**Stated goal A:**
Copy everything from the row containing "task: segment the hand raised to head" down to the final row of the rows, requests included, and add -8 to every coordinate in the answer outlines only.

**Passage shown:**
════════
What makes Guix different

  • When I need the software samtools for manipulating nucleotide sequence alignments, implicitly it means I also need htslib – a C library for reading/writing nucleotide sequencing data, which itself needs bzip2 or zlib for compressing/decompressing or htscodecs for CRAM codecs, etc. Other said, I need a graph for linking all the dependency relationships.

  • Assuming Alice says “I use samtools at version 1.14”, are we using the exact same samtools depending on the version of dependencies? Is it the same samtools if we link it with htslib at version 1.16 or if we link it with htslib at version 1.12? And recursively for the dependencies of dependencies…

  • The mention of label version as “I use samtools at version 1.14” is an handy shorthand for identifying source code but it does not capture all the information required for:

    • Checking all is correct. Label version is not fully transparent for a collective verification:
      1. Based on a label version, how can we verify that the source code used by Alice is the exact same as the one we fetch now? What if two source codes are identified by the same label “version 1.14”?
════════
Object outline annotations
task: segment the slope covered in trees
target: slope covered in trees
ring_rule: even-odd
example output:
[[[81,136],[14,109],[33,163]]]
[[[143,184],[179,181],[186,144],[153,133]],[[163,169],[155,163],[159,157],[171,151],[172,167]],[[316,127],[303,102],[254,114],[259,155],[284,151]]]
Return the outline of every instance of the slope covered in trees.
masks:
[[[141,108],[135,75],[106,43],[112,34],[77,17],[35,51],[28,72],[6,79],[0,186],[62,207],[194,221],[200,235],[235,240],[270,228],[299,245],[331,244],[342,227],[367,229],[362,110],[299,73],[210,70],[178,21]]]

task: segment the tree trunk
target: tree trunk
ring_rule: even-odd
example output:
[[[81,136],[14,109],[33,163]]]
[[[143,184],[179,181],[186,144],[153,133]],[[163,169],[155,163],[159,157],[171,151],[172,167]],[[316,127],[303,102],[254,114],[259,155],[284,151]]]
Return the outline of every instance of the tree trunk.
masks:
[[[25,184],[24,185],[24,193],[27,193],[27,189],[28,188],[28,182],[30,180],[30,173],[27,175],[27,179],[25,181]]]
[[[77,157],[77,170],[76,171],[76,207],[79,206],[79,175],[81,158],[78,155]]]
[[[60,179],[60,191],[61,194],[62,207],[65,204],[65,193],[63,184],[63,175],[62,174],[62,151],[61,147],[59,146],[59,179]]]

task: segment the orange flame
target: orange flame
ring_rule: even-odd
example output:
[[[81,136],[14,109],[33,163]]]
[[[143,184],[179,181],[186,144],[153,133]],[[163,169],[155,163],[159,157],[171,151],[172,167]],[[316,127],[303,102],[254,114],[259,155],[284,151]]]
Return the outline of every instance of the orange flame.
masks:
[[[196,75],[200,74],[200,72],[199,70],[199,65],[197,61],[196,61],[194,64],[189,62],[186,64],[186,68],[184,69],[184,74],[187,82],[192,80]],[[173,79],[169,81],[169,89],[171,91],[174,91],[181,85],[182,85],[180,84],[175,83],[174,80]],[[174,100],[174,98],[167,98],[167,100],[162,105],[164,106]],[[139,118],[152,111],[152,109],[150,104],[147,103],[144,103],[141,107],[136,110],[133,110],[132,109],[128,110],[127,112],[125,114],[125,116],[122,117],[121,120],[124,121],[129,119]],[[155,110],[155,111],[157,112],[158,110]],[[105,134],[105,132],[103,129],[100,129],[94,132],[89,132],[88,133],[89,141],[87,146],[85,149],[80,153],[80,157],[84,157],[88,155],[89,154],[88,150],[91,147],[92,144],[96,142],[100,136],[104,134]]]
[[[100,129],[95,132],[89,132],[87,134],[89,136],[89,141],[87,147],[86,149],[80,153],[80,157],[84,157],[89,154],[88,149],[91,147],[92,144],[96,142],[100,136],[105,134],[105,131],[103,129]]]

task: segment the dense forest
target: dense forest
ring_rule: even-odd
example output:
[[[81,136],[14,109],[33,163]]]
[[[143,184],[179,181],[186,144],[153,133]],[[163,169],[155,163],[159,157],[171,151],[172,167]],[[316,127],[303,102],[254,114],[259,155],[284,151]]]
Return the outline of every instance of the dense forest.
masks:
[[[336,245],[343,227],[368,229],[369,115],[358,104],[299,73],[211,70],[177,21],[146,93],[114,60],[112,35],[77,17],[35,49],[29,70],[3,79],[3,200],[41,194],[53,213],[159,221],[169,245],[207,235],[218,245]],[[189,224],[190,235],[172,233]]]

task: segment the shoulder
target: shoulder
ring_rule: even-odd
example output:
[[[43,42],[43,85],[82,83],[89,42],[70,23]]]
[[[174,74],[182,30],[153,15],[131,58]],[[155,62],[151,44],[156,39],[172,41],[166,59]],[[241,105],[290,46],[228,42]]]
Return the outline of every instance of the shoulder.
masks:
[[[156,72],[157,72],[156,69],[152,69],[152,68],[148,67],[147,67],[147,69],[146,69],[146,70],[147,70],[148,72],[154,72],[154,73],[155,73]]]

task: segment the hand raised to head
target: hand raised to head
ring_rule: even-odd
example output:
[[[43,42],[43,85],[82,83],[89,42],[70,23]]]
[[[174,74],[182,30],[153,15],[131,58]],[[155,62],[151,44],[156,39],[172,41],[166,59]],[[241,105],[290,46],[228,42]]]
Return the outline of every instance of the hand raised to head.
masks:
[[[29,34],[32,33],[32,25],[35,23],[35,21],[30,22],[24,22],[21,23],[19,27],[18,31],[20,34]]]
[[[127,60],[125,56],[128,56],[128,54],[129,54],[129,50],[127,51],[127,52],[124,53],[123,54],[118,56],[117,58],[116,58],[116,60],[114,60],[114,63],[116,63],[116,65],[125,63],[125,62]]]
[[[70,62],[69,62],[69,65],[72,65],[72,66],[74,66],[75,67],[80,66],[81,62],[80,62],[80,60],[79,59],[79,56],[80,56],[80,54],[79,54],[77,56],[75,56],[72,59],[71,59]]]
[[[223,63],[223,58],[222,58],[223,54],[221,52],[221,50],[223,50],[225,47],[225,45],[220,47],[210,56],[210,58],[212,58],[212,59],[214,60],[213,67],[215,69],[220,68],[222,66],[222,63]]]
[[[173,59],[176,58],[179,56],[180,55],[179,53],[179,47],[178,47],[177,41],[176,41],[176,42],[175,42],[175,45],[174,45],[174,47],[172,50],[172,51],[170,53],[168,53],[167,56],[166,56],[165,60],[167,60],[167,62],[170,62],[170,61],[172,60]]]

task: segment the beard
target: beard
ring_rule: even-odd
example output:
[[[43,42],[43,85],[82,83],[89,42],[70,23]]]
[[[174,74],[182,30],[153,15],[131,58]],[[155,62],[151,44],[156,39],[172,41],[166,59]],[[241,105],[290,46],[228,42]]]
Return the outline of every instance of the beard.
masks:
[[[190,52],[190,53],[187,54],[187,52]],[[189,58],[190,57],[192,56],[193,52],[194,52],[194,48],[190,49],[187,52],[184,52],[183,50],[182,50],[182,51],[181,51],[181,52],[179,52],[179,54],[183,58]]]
════════
**Stated goal B:**
In the passage on Guix, which C library does samtools require for reading and writing nucleotide sequencing data?

**Reply A:**
task: segment the hand raised to head
target: hand raised to head
ring_rule: even-odd
example output:
[[[43,42],[43,85],[82,83],[89,42],[70,23]]]
[[[174,74],[182,30],[153,15],[131,58]],[[155,62],[151,44],[156,39],[172,41],[166,59]],[[241,105],[290,46],[228,42]]]
Return the outline of every instance of the hand raised to head.
masks:
[[[21,26],[24,25],[24,17],[27,15],[27,13],[22,14],[16,14],[13,15],[11,19],[10,23],[12,26]]]
[[[119,52],[117,48],[120,48],[120,46],[121,46],[121,42],[119,43],[119,44],[116,45],[115,46],[110,48],[109,50],[108,50],[108,52],[106,52],[106,55],[108,55],[108,57],[117,55],[117,54]]]
[[[62,54],[61,54],[61,57],[64,57],[64,58],[66,58],[67,59],[72,58],[73,54],[72,54],[72,52],[71,51],[71,48],[72,48],[72,46],[71,46],[69,48],[67,48],[64,51],[63,51]]]
[[[215,55],[215,50],[214,50],[215,46],[213,44],[213,42],[215,42],[217,39],[217,37],[212,39],[202,48],[202,50],[204,50],[204,51],[206,52],[205,59],[207,61],[212,60],[214,58],[214,55]]]
[[[165,51],[168,50],[171,48],[172,47],[171,45],[171,39],[170,39],[169,33],[168,33],[168,34],[167,34],[167,37],[166,37],[166,39],[164,42],[164,43],[162,45],[160,45],[159,48],[158,48],[157,52],[159,52],[159,54],[162,54],[162,53],[164,52]]]

task: segment the beard
target: beard
ring_rule: even-odd
example output:
[[[43,42],[43,85],[82,83],[89,42],[70,23]]]
[[[174,74],[182,30],[153,15],[131,58]],[[155,62],[151,44],[156,39],[172,41],[166,59]],[[241,105],[290,46],[228,42]]]
Return the outline of every instance of the beard.
masks:
[[[182,44],[182,45],[179,46],[179,44]],[[181,50],[182,49],[184,48],[185,44],[186,44],[186,40],[182,41],[179,44],[176,44],[175,42],[174,42],[174,43],[173,43],[173,44],[171,44],[171,46],[175,50]]]

**Reply B:**
htslib